Document text:
Saturday, November 3, 2007

PSC129: Chapter 4 Perceiving and Recognizing Objects

I) Middle Vision
1. Finding Edges
-Goal of middle vision: to organize the elements of a visual scene into groups that we can recognize as objects.
-Occasional lack of edge - visual system fills it in.
-Illusory contours: edges that are perceived despite they don't exist; Kaniza figure; contradicts structuralists
-Structuralists: Wilhelm Wundt and Edward Titchener; sum of atoms of sensation gives perception; complex objects are made up of components
-Gestalt: the whole is greater than the sum of the parts; Max Wertheimer, Wolfgang Kohler, Kurt Koffka
-Gestalt grouping rules: guide the visual system in its interpretation of the raw retinal image
a. Good continuation: two elements will tend to group together if they seem to lie on the same contour; continuing in same direction; group edges that hve the same orientation
-Perceptual "committees": come together to voice opinion on what the stimulus is
-Occlusion: an image stop because there is another contour occluding it

2. Texture Segmentation and Grouping
b. Similarity: Gestalt principle; two features to group together if they are similar in color, size, orientation and form
c. Proximity: Gestalt principle; two features to group together if they are close
d. Parallelism: weaker principle; for figure-ground assignment that parallel contours are likely to belong the the same figure.
e. Symmetry: symmetrical regions are more likely to be seen as a figure.

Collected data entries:
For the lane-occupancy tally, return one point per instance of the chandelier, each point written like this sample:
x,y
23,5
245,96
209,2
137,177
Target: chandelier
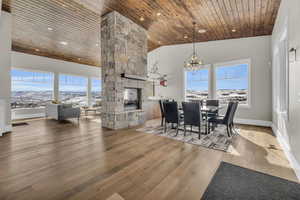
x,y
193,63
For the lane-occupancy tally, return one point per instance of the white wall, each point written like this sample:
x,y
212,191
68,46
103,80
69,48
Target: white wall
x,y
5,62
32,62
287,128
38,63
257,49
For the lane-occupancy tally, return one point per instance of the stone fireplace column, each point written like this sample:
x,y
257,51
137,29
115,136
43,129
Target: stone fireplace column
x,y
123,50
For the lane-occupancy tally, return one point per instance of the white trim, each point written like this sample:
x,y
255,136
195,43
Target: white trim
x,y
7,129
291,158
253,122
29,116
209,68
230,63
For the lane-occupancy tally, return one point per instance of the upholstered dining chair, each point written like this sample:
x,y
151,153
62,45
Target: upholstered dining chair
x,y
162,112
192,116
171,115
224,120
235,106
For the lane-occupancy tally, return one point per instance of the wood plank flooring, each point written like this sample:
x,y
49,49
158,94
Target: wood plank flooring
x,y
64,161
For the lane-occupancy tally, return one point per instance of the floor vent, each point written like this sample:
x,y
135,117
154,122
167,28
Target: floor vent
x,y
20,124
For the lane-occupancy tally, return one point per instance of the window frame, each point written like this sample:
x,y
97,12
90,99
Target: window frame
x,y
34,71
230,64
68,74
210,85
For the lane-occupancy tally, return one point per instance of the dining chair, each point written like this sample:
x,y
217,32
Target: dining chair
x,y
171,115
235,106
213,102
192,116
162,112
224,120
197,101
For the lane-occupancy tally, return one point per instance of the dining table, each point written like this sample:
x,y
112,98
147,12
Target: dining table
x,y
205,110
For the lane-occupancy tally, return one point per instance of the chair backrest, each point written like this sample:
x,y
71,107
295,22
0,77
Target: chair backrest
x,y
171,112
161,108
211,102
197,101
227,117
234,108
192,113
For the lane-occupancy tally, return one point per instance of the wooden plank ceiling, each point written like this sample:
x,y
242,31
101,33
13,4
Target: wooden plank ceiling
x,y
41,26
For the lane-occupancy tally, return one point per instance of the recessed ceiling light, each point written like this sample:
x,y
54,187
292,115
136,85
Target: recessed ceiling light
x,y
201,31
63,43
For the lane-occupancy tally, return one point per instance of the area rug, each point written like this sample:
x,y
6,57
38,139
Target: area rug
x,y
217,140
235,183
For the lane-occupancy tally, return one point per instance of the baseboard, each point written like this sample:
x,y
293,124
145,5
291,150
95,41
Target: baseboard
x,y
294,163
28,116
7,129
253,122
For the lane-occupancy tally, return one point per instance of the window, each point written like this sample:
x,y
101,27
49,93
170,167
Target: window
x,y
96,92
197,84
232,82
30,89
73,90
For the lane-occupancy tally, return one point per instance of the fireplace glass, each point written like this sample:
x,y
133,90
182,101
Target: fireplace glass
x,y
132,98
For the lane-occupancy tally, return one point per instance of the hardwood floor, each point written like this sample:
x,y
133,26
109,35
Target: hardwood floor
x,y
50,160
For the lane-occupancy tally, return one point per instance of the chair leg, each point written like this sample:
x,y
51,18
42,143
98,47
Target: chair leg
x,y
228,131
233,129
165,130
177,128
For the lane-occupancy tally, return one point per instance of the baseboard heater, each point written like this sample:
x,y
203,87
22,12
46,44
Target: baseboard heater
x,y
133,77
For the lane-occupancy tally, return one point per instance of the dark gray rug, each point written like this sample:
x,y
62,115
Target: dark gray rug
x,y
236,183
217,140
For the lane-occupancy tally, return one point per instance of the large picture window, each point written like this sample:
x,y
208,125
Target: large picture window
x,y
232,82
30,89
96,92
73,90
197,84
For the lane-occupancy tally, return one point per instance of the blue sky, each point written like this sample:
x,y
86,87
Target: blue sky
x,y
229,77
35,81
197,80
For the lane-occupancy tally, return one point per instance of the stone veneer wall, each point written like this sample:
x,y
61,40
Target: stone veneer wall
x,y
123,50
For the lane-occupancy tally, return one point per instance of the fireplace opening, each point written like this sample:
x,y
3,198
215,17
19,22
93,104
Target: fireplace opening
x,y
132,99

Action item: In the notes on perceiving and recognizing objects, what causes an image to stop in occlusion? Answer in one to three sentences. Answer using only the text.

Task output: In occlusion, an image stops because another contour is occluding it.